• WHAT THE EXERCISE ASKS:
Show every line in the entries below that contains the word "beetle", and copy each of those lines in full.

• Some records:
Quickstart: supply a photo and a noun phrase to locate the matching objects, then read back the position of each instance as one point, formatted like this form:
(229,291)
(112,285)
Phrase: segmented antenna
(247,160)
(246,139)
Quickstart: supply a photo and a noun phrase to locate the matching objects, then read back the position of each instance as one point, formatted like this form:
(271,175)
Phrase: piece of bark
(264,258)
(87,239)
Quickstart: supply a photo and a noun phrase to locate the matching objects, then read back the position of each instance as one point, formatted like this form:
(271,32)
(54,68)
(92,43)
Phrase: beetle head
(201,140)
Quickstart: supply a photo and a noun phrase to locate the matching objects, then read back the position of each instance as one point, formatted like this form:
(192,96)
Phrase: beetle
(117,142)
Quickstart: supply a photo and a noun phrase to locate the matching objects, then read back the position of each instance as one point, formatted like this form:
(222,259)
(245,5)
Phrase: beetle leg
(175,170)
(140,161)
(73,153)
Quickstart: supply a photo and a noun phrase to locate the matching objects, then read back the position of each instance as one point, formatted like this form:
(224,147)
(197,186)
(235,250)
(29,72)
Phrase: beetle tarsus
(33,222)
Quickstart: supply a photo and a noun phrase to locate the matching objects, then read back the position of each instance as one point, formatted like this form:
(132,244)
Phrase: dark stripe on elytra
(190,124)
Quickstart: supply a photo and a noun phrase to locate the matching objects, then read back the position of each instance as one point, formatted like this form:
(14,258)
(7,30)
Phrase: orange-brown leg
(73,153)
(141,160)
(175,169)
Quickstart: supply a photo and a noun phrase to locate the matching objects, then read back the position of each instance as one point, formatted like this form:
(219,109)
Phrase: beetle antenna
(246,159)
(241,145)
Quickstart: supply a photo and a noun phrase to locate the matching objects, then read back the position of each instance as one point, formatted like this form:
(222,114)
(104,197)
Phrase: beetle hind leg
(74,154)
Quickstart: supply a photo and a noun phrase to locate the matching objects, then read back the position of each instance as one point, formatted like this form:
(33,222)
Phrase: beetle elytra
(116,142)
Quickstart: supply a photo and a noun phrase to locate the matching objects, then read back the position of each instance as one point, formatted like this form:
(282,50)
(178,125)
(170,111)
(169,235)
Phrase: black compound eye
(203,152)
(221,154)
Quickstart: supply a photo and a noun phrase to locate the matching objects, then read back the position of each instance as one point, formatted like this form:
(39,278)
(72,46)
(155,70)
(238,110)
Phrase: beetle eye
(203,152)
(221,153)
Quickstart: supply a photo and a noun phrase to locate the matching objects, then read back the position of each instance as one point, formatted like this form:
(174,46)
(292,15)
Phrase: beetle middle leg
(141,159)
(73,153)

• SOLUTION TO THE PROBLEM:
Phrase: beetle head
Phrase: beetle
Phrase: beetle leg
Phrase: beetle tarsus
Phrase: beetle antenna
Phrase: beetle hind leg
Phrase: beetle elytra
Phrase: beetle eye
Phrase: beetle middle leg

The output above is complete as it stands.